Task objective:
Please give every entry again, exactly as it reads.

**** Information given ****

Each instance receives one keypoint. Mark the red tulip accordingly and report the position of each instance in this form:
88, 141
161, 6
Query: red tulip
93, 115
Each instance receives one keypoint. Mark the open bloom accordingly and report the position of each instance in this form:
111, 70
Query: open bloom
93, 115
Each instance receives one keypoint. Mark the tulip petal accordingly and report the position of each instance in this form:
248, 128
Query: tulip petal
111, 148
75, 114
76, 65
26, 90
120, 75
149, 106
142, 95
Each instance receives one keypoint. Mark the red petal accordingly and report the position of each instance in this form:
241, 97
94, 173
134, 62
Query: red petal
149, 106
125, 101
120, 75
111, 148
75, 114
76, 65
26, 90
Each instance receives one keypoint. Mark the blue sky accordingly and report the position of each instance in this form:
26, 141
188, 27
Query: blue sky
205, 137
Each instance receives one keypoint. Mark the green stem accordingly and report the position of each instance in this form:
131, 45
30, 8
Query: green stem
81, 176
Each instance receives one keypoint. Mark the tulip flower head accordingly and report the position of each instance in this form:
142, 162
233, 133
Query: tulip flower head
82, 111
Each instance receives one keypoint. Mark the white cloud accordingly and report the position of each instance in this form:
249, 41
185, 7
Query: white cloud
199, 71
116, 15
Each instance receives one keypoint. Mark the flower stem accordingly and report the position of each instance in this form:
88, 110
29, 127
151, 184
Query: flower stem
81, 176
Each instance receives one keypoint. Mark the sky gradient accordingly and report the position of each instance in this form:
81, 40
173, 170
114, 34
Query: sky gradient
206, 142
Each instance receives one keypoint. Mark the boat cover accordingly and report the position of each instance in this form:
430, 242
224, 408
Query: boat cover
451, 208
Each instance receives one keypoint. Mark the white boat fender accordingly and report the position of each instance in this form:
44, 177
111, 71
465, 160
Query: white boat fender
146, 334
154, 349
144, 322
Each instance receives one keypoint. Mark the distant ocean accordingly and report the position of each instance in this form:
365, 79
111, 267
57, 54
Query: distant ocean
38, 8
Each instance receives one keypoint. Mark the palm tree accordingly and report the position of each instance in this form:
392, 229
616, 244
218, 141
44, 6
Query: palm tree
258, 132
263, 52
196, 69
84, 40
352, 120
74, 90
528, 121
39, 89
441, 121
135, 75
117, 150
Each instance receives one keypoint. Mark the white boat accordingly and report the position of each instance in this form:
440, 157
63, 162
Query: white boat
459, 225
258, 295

****

Response:
Each instance receives one keypoint. Mark the red tulip accordingly and report the position of each instance in this form:
88, 141
161, 6
Query: red tulip
93, 115
Each instance receives one keypoint. Mark the open bloom accordingly and report the position of each instance in this form:
111, 70
Query: open bloom
93, 115
Each instance receives one keypoint. Mark the tulip petal accordingly and report the position of each instance in this form:
248, 128
Query: tulip petal
111, 148
75, 114
76, 65
26, 90
120, 75
149, 106
142, 95
Each instance receives one keypoint. Mark the red petal accordingly and report the position of each instance in this form:
241, 97
94, 173
134, 62
Query: red petal
149, 106
125, 101
120, 75
111, 148
75, 114
76, 65
26, 90
Each instance receives one keypoint. Mark the blue sky accordingly and report the position of each instance in this form:
26, 141
188, 27
Query: blue sky
205, 137
Each instance receives one keypoint. Mark the green stem accordingly and report the position of each instance in this form:
131, 45
30, 8
Query: green stem
81, 176
Each instance receives one keypoint. Mark the tulip flower head accordingly and report the position of each instance in this form:
142, 162
233, 133
Query: tulip flower head
82, 111
Each instance receives one keypoint. Mark the white cloud accordingly and report the position of each instance in this form:
249, 41
185, 7
Query: white cloud
199, 71
116, 15
Each instance receives one keypoint. Mark the flower stem accordingly and report the position of each instance in this form:
88, 110
29, 127
151, 184
Query: flower stem
81, 176
Each instance receives one keypoint. Mark the sky gradient accordingly and report the position of each instance in this form:
81, 40
173, 170
114, 34
Query: sky gradient
206, 142
Each instance receives one keypoint. Mark the boat cover accordingly and report the position of each instance in this form:
430, 242
224, 408
Query: boat cover
451, 208
Each instance receives one keypoint. Mark the white boat fender accordingly and report the position of each instance in this form:
44, 177
111, 71
465, 160
Query: white boat fender
146, 334
154, 349
144, 322
Each instance receives one keypoint. Mark the distant ocean accordingly and report the position of each instance in this form:
365, 79
111, 267
57, 54
Query: distant ocean
38, 8
Each instance receives one keypoint. Mark the palm tree accordingly and report the position of each instance in this form:
392, 229
616, 244
218, 141
44, 6
Query: palm tree
258, 132
263, 52
196, 69
84, 40
352, 120
74, 90
528, 121
39, 89
441, 121
135, 75
117, 150
Each instance receives one keypoint. Mark the white boat accordingly and report the position of each instance in this form:
440, 157
63, 162
Query: white boat
459, 225
258, 295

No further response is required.